Tarefa: No trecho sobre o empreendedor, como ele passou a chamar a equipe que construiu?

Trecho do documento:
Nossas conquistas produzem "mais vida", e para quem? O que, de fato, significam nossas empresas? (foto: Caroline Pierosan)

O empreendedor tinha um sonho. Ele queria ganhar mais dinheiro para viver melhor. Nisso depositou tempo, energia e persistência. Abdicou de momentos de lazer, parou de estudar qualquer coisa que não tivesse relação com o negócio, abriu mão de passar tempo com amigos, quase não conseguia ver a família. Mas ele foi conquistando. Cliente após cliente. O negócio foi crescendo, até que começou a dar “lucro”. Na medida que o lucro vinha, o tempo ia, como numa ampulheta da vida. Quanto mais energia e vigor se esvaiam pelo fino funil, mais a base da ampulheta se enchia das areias de dinheiro. 

O empreendedor não tinha tempo para festas, festivais, arte ou música. Não podia perder tempo. Esporte? Nem pensar! A não ser que estivesse com dor. Precisava vender, trabalhar, “lucrar mais”. Com o tempo ele construiu uma boa equipe e começou a chamá-la de “família”. Com a equipe ele passava todo o tempo. Com ela se preocupava (a equipe é peça fundamental na engrenagem do “lucro”). Na velocidade que os primeiros dias passaram, passaram também décadas. Na ampulheta da vida do empreendedor acumularam-se muitas areias de dinheiro. Muitos se aproximaram dele para tentar entender “como gerar tanto lucro?”. O nome da empresa era cada vez mais promovido.

Listagem fornecida:
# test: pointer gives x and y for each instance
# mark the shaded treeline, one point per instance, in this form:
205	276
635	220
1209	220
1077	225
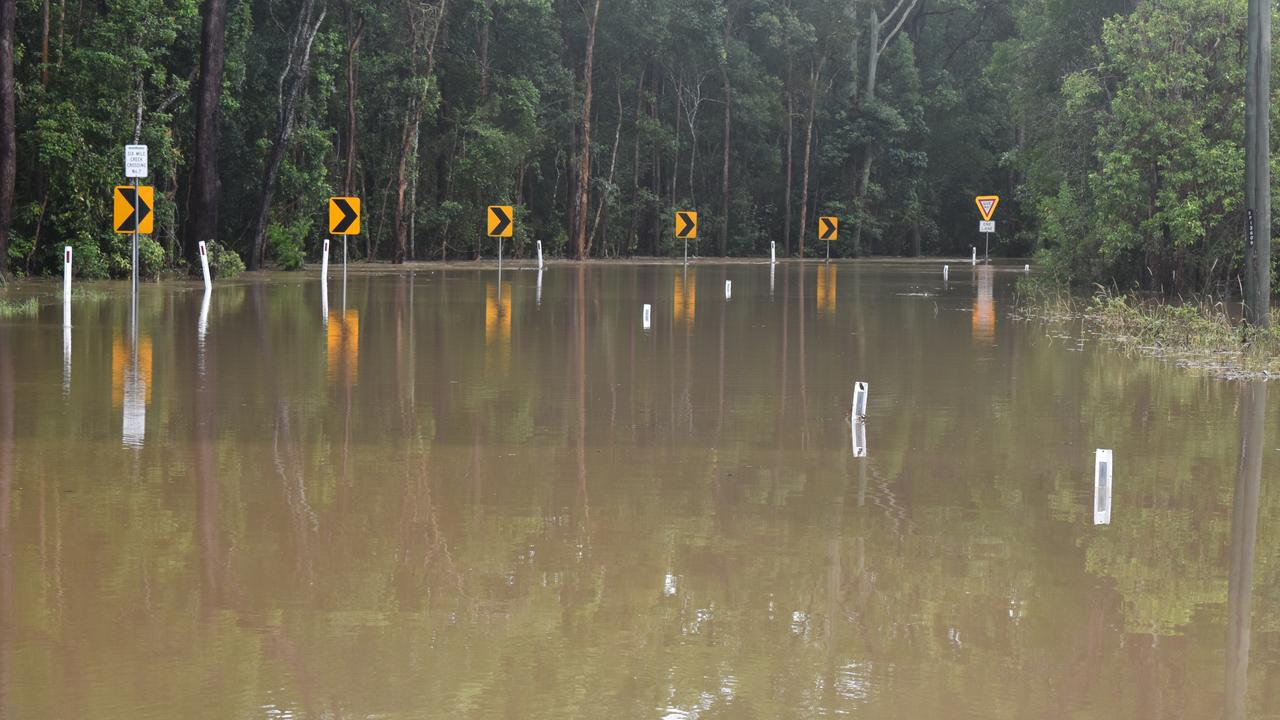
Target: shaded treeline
1111	127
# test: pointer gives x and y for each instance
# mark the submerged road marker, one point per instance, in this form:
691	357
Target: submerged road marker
859	411
204	264
1102	468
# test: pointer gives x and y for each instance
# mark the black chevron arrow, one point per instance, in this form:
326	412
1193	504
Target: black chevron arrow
503	220
140	210
688	227
348	215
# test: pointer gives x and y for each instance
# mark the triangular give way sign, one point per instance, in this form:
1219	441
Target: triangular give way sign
987	205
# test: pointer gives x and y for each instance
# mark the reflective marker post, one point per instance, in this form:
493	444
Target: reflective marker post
204	265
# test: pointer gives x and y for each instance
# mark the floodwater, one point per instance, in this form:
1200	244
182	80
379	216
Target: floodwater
452	496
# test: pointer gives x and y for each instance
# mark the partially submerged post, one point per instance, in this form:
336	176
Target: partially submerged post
204	265
1102	468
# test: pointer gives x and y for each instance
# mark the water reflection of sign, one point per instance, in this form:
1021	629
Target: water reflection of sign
1102	468
343	347
131	387
497	313
984	306
684	297
827	290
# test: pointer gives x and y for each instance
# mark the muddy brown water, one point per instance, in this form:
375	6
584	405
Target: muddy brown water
453	496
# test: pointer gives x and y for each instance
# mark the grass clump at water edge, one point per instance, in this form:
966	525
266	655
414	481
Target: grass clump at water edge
1200	333
18	308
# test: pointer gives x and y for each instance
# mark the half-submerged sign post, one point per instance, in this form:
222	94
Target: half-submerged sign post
344	219
135	168
987	208
828	229
501	226
686	228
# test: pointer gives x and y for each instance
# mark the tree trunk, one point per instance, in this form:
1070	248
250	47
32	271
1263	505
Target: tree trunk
202	222
584	164
8	126
728	105
355	33
1257	168
786	203
293	80
808	150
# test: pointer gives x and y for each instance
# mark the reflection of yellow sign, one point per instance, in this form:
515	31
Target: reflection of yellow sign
684	297
984	308
342	347
987	205
120	361
501	220
828	228
497	322
129	208
344	215
827	290
686	224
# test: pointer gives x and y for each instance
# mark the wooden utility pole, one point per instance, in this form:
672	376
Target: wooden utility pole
1257	169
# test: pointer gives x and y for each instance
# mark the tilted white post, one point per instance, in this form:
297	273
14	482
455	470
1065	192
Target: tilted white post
204	264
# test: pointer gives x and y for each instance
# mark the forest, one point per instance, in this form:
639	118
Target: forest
1111	128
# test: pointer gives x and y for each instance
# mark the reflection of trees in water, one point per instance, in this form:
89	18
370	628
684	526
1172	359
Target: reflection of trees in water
1244	533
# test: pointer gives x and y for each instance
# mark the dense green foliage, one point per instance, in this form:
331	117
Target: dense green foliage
1112	128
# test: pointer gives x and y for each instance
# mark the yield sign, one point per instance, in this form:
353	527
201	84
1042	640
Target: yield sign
131	209
499	220
987	205
686	224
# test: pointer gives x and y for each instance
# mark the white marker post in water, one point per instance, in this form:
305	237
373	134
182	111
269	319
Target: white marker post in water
67	286
204	264
859	411
1102	468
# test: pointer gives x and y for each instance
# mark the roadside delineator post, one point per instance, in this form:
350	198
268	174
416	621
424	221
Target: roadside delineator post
859	411
204	264
1102	469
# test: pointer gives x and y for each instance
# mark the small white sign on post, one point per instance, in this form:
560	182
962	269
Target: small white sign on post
135	160
204	264
859	401
1102	468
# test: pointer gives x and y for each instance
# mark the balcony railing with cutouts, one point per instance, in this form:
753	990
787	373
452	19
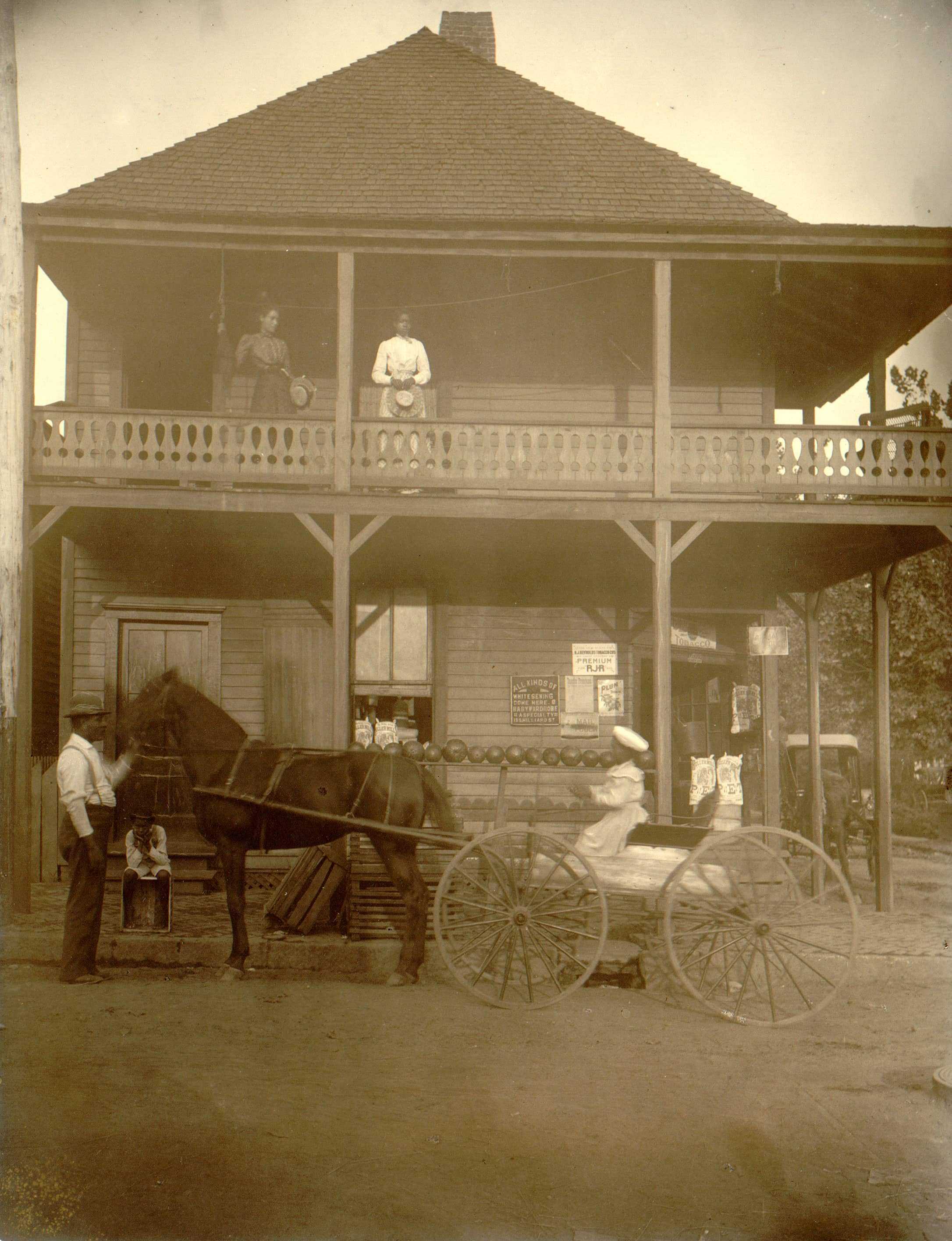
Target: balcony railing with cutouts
486	456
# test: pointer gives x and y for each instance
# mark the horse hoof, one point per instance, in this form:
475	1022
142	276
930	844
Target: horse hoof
398	979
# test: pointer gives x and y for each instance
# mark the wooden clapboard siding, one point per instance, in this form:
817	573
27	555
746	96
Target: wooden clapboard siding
102	578
46	647
238	399
566	404
298	657
45	817
93	363
488	645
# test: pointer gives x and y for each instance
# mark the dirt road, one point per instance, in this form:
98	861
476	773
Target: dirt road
282	1107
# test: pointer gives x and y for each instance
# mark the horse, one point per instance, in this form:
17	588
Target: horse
383	787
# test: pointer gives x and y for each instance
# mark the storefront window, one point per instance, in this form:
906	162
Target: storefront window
393	638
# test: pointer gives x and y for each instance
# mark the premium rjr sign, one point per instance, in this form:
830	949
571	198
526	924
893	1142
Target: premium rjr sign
595	660
534	699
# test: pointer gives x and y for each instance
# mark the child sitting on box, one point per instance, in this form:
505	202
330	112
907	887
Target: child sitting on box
147	857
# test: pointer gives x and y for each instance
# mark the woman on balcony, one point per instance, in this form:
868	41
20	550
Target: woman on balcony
401	369
270	357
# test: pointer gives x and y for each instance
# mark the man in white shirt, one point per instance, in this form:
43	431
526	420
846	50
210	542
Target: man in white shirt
401	369
87	792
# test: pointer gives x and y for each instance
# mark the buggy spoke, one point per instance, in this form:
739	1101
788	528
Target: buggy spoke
744	985
475	943
787	972
558	895
476	922
528	966
504	882
785	936
501	940
475	905
543	957
805	962
560	947
721	977
770	982
469	878
545	882
724	949
508	966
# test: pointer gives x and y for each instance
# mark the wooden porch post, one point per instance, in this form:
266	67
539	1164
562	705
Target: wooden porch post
812	602
344	408
771	735
342	631
662	380
878	383
662	626
883	756
23	837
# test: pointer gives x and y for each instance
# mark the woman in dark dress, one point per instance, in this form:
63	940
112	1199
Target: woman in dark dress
270	357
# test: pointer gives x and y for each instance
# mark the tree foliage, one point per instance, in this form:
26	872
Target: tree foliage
920	661
913	386
920	641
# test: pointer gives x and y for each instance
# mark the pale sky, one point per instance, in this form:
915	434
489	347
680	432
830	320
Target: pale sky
836	111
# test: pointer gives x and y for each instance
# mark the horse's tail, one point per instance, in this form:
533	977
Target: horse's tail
436	802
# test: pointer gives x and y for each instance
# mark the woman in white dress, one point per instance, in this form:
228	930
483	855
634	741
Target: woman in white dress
622	791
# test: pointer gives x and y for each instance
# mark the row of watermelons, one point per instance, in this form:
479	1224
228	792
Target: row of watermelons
457	751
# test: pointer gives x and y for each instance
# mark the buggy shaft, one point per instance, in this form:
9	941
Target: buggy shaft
439	839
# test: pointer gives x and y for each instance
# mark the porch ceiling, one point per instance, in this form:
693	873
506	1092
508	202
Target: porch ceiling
732	565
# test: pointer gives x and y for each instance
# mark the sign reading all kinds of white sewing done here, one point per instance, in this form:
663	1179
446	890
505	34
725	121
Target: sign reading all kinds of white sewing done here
595	660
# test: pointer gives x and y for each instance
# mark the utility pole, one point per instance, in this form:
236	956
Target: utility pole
13	372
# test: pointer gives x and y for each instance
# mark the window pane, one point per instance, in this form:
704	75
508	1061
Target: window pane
373	642
410	636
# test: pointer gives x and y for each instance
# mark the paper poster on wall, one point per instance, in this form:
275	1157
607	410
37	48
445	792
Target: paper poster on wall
533	700
579	694
700	637
770	639
385	733
611	697
595	660
580	724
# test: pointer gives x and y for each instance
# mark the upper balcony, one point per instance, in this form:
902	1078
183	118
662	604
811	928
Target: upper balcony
493	440
551	376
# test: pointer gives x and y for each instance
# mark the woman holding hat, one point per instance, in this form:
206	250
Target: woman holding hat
87	792
271	359
401	369
623	792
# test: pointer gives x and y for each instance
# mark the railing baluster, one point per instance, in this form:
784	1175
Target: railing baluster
733	461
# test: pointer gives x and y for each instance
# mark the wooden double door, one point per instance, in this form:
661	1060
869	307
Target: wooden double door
146	646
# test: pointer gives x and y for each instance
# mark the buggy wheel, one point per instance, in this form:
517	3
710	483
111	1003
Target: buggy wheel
757	933
520	919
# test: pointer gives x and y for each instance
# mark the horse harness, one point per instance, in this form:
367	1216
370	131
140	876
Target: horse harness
284	760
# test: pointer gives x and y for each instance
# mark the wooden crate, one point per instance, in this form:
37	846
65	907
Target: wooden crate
377	910
311	894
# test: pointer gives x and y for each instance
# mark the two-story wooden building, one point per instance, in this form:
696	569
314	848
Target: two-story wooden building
610	329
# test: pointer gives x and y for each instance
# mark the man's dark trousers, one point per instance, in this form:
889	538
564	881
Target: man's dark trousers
85	903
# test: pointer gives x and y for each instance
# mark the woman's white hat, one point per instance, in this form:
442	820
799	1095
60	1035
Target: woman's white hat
631	739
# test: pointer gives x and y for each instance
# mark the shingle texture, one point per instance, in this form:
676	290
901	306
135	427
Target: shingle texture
424	131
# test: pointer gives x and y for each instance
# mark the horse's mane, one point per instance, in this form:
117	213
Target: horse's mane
169	691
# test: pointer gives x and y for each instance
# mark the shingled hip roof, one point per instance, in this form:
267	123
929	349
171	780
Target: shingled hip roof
496	148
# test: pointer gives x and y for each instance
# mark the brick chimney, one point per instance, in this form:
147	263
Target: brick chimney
473	30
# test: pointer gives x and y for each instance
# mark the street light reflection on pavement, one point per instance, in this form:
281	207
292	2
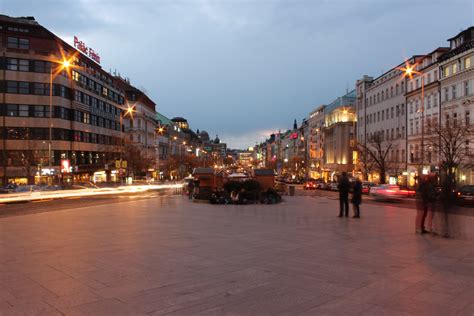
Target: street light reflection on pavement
59	194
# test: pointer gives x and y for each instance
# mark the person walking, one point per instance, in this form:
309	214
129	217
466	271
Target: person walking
357	198
426	198
190	189
343	188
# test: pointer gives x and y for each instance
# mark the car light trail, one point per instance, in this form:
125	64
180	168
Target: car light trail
60	194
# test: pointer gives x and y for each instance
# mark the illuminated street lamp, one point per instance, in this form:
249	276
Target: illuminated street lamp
64	63
128	111
409	71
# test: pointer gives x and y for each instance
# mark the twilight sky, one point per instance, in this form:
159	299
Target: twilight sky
245	68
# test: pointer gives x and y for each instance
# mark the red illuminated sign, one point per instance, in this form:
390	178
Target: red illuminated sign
65	166
89	52
293	135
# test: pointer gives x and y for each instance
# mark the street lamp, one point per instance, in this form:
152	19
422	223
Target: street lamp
409	71
126	111
64	63
159	131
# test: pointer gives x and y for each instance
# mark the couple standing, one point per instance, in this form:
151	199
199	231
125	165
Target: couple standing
344	187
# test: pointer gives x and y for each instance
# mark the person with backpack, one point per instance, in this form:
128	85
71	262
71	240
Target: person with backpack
426	198
344	187
357	197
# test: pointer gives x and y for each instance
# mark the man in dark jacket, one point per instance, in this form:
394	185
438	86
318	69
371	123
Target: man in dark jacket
357	198
344	187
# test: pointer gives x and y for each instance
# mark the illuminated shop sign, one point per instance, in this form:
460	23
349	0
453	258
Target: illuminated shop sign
89	52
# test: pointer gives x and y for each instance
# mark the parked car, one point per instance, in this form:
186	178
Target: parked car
310	185
366	186
465	195
390	192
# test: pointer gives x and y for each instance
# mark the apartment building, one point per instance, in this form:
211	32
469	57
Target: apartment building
456	68
423	108
381	112
64	132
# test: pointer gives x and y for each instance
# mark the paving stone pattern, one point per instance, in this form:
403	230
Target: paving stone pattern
168	255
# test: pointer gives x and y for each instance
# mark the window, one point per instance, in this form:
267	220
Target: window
23	110
24	87
446	71
42	66
75	76
12	87
78	116
39	111
18	64
12	110
12	64
41	88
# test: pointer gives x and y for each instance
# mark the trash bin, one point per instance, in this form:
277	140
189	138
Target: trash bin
292	190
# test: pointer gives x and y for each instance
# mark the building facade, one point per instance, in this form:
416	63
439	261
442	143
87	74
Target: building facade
456	68
315	144
64	132
423	108
339	136
381	113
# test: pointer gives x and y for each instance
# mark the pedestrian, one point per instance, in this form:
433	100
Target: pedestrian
343	188
190	189
425	198
357	197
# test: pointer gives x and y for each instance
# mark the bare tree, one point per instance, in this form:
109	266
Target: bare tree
365	161
376	154
451	141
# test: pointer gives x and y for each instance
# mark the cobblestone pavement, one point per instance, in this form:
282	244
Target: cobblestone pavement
168	255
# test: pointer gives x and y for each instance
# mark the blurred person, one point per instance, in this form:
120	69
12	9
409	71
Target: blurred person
343	188
357	197
425	201
190	189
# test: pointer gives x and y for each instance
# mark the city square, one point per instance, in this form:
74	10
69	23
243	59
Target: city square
236	157
169	255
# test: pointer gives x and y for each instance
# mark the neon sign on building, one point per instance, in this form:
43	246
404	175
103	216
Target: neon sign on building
89	52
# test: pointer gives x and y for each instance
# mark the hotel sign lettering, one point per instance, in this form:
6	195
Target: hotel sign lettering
89	52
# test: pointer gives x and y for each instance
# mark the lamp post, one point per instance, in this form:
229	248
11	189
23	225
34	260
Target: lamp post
63	64
128	111
158	131
409	71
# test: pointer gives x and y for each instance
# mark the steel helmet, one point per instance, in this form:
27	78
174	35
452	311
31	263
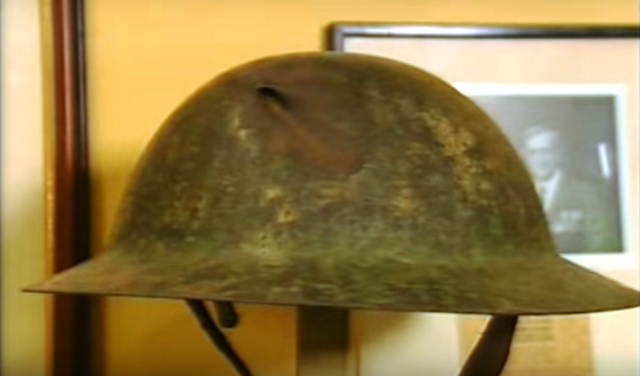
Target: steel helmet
338	180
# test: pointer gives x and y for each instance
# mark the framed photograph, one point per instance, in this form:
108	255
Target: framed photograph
566	97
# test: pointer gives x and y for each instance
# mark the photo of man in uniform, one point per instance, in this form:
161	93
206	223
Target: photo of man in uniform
568	143
575	208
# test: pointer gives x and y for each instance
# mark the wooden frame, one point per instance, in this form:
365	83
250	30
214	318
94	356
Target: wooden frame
71	345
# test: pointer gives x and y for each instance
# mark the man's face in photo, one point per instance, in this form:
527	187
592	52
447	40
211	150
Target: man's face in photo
541	154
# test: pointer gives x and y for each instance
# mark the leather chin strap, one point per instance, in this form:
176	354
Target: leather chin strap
488	357
215	335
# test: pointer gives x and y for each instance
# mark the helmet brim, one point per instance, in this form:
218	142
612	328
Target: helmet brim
546	285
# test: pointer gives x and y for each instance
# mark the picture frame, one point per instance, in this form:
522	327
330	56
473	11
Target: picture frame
70	347
505	64
507	69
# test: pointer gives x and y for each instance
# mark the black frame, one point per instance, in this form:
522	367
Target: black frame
337	32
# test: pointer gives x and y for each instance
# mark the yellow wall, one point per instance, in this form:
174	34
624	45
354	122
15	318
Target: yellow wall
146	56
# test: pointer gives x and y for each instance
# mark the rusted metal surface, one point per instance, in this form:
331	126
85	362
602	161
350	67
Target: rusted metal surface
338	180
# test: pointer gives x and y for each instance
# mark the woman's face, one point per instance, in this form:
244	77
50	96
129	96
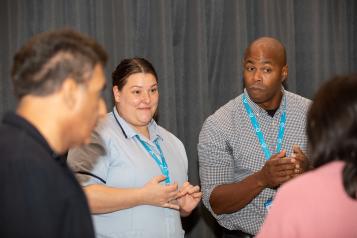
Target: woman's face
137	101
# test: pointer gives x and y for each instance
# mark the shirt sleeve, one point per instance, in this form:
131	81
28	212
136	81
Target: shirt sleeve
90	162
215	160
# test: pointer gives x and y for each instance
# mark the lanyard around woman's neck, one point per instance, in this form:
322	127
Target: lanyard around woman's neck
161	162
259	132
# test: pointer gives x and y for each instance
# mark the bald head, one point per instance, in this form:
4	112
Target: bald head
270	48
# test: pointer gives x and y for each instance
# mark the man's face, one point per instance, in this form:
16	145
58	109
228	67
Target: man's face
90	107
263	76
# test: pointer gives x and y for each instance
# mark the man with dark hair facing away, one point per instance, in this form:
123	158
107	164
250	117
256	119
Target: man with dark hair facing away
58	79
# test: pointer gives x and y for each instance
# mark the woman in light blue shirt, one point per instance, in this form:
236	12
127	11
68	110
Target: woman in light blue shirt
134	172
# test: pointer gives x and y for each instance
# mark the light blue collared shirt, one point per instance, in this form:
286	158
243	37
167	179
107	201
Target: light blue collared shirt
117	159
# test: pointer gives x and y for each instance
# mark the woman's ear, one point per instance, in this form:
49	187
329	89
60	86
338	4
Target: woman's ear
116	94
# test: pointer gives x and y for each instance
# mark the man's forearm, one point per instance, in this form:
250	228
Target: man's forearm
229	198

Resposta correta: Ele passou a chamá-la de “família”.